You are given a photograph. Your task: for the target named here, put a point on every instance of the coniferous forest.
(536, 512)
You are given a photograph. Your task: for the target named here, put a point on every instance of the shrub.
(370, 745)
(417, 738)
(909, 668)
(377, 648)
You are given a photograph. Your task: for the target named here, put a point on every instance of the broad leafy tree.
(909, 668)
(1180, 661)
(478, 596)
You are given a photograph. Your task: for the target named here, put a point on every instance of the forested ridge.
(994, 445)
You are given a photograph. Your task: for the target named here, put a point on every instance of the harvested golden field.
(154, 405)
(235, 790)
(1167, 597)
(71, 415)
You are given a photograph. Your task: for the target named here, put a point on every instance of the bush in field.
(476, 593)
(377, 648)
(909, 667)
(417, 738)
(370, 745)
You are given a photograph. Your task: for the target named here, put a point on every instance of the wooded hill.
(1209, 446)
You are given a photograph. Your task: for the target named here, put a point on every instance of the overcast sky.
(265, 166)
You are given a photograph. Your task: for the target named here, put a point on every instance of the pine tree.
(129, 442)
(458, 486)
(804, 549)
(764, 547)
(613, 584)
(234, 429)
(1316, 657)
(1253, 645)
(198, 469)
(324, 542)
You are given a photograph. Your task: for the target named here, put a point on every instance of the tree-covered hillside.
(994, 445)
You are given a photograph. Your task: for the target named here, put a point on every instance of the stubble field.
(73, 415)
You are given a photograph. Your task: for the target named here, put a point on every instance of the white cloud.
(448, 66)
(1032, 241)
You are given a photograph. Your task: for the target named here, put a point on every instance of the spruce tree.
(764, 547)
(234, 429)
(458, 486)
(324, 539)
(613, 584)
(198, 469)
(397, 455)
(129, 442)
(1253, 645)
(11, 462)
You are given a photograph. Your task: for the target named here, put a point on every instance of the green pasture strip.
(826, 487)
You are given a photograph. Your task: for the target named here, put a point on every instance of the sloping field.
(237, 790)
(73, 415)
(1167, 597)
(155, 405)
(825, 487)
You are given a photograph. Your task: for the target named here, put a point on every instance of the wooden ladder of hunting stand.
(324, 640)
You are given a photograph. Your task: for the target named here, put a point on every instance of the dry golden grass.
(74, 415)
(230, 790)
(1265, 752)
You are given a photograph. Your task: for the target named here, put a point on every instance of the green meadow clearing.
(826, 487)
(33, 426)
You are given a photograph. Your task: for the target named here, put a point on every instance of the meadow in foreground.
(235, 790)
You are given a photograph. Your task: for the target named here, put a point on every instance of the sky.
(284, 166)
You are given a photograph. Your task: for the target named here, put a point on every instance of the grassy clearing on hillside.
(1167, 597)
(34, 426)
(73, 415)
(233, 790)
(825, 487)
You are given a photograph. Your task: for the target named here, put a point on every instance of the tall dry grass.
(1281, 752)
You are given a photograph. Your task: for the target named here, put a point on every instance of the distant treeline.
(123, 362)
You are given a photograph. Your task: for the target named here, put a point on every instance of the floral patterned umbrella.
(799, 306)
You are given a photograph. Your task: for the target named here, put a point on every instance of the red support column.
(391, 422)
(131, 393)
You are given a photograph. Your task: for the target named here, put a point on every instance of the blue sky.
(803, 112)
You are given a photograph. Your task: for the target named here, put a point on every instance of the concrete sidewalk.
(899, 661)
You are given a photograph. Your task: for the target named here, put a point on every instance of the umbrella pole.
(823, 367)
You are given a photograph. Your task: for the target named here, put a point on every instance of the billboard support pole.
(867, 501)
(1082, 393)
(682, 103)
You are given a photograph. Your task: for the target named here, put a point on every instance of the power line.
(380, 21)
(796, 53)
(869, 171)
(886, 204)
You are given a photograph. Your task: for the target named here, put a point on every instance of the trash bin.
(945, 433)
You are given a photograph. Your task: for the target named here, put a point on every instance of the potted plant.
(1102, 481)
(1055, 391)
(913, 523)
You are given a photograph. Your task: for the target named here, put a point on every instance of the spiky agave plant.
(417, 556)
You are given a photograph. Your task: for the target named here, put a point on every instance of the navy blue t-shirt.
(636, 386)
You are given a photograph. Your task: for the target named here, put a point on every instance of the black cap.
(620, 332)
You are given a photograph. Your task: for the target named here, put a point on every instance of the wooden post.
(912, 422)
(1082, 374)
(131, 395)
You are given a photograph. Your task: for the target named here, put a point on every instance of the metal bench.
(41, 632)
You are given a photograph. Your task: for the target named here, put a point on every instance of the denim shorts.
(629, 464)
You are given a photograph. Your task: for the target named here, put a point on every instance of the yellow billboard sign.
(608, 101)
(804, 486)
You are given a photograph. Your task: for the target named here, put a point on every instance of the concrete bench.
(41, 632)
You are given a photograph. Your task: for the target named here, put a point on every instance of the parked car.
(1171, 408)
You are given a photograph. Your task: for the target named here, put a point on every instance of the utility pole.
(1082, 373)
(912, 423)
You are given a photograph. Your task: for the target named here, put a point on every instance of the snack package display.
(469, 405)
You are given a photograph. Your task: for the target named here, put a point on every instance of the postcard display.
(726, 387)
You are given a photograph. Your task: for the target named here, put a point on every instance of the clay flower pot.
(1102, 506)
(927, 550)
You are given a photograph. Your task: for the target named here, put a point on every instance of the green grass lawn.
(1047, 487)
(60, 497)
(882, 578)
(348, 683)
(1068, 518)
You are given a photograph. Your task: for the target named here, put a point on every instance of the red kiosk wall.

▬▬▬

■ Direction ■
Give the records above again, word for word.

■ Solution ■
You are given a photograph. Your task: for the target named here, put a point on every instance of the coniferous forest.
(536, 512)
You are given a photograph. Your task: for the target named here, put a point on every instance of the shrub.
(370, 745)
(417, 738)
(909, 668)
(377, 648)
You are given a photograph. Your task: for the target named here, put a point on every instance of the broad leafy tree.
(909, 668)
(1180, 661)
(478, 596)
You are given a photograph. Your task: for the target named here, put a point on every instance of the forested ridge.
(994, 445)
You are given a photograph. Your task: for the target named here, put a point on every instance of the harvested golden field.
(154, 405)
(235, 790)
(1167, 597)
(71, 415)
You are given a photograph. Your task: for the target named here, put a point on every instance of the bush in field.
(476, 593)
(377, 648)
(909, 667)
(417, 738)
(370, 745)
You are given a photograph. Your task: for the target named here, put a point on every instance of the wooded hill.
(1209, 446)
You are given a photograph. Your task: for the target named here, put a point on every instance of the overcast sky.
(265, 166)
You are given a photograph. Your task: for the target named here, put a point on every instance of the pine tree.
(129, 442)
(458, 486)
(804, 549)
(764, 547)
(613, 584)
(234, 429)
(1316, 657)
(1253, 645)
(198, 469)
(324, 542)
You are given a photograph. Your task: for the target named here, put a point on every instance of the tree-covered hillside.
(994, 445)
You are given a photograph. Your task: for the target named here, put a point on every instance of the stubble field.
(73, 415)
You are given a photograph. Your task: for the target named here, put a point on every instance of the white cloud.
(448, 66)
(1032, 241)
You are given a photograph. Your task: for the target named here, put a point on every instance of the spruce tree.
(764, 547)
(234, 429)
(458, 486)
(324, 539)
(613, 584)
(198, 469)
(397, 455)
(129, 442)
(1253, 645)
(11, 462)
You are given a photograph. Your task: for the target named here, put a point on every instance of the green pasture strip.
(826, 487)
You are given a photograph. Your task: for the target named here, put a point on every instance of the sloping field.
(237, 790)
(73, 415)
(1167, 597)
(155, 405)
(825, 487)
You are given a photograph. Your task: for the target named here, put a point on every instance of the wooden ladder of hunting stand.
(324, 640)
You are given a photograph. Your task: for the target named here, put a point on every instance of the dry golden grass.
(74, 415)
(230, 790)
(1265, 752)
You are given a photograph. Your task: for the target named here, put a point on every instance of the green meadow clearing.
(826, 487)
(33, 426)
You are given a photograph. Your task: for the target named here, put a point on every instance of the meadow in foreground.
(235, 790)
You are given a photograph. Your task: for the target named here, put a point on every instance of the sky.
(284, 166)
You are given a photograph. Your task: for the target named here, put a point on every instance of the grassy clearing on hillside.
(1167, 597)
(34, 426)
(73, 415)
(233, 790)
(825, 487)
You are given a photograph. Your task: for the target named here, put a point on every instance of the tall dry grass.
(1281, 752)
You are given a photograph. Your task: for the target named here, put a point on every instance of the distant treeline.
(123, 362)
You are given a photograph. Your task: for the target named here, put a point on every instance of the floral patterned umbrella.
(799, 306)
You are given a photograph. Your task: for the target named here, put a point on every instance of the red support column.
(391, 422)
(131, 393)
You are given a photograph. Your task: for the target named here, put a point on every instance of the blue sky.
(803, 112)
You are given a photograph. Your task: for the target named here, put a point on every instance of the concrete sidewalk.
(899, 661)
You are given a photograph. Your task: for the target named here, put a point on every instance of the umbrella pole.
(823, 367)
You are given a photograph. Your task: for the target named here, put a point on every instance of the billboard support pole.
(867, 501)
(1082, 393)
(682, 103)
You are given a photograph. Your task: for the target named here, put a point on every instance of the power line.
(380, 21)
(796, 53)
(869, 171)
(886, 204)
You are given a photograph. Your task: for the target named here, put a point on every instance of the trash bin.
(945, 433)
You are given a photograph. Your task: for the target named here, put a point on every instance of the potted plant.
(1102, 481)
(1055, 391)
(913, 523)
You are given a photograph. Your task: for the target named here, put a point on every instance of the spiky agave plant.
(417, 556)
You are given a photograph. Your task: for the target named here, put a point on every instance of the navy blue t-shirt.
(636, 386)
You are given a photograph. Your task: for the target named here, put a point on every instance of the black cap.
(620, 332)
You are given a photograph. Your task: for the target named here, put a point on every instance of the wooden post.
(912, 422)
(1082, 374)
(131, 395)
You are given a photograph. Your task: for the target named here, put a point on every instance of the metal bench.
(41, 632)
You are given a photograph. Your task: for the target named here, put a point on every instance of the denim shorts.
(629, 464)
You are given a photograph. Your task: for the target named here, put a point on every instance of the yellow billboard sign.
(608, 101)
(804, 486)
You are given a photograph. Your task: for the target named here, put a point on every instance of the concrete bench.
(41, 632)
You are given a photograph. Your task: for the target named here, put a point on every instance of the parked car.
(1171, 408)
You are given a photograph. Your task: for the target named here, put a point on every instance of the utility pole.
(1082, 373)
(912, 423)
You are given a photograph. Your task: for the target named here, put a point on every instance of the snack package display.
(469, 405)
You are given a photograph. Your task: for the target named here, put a point on every instance of the postcard display.
(726, 387)
You are given a photograph. Your task: for the target named here, put a point on every instance of the clay flower pot.
(1102, 506)
(927, 550)
You are given a photograph. Your task: for the target named here, put a point on every instance of the green grass lawn.
(1047, 487)
(60, 497)
(882, 578)
(348, 683)
(1068, 518)
You are given a photograph. Your task: for the target named here, put a point on every instance of the red kiosk wall.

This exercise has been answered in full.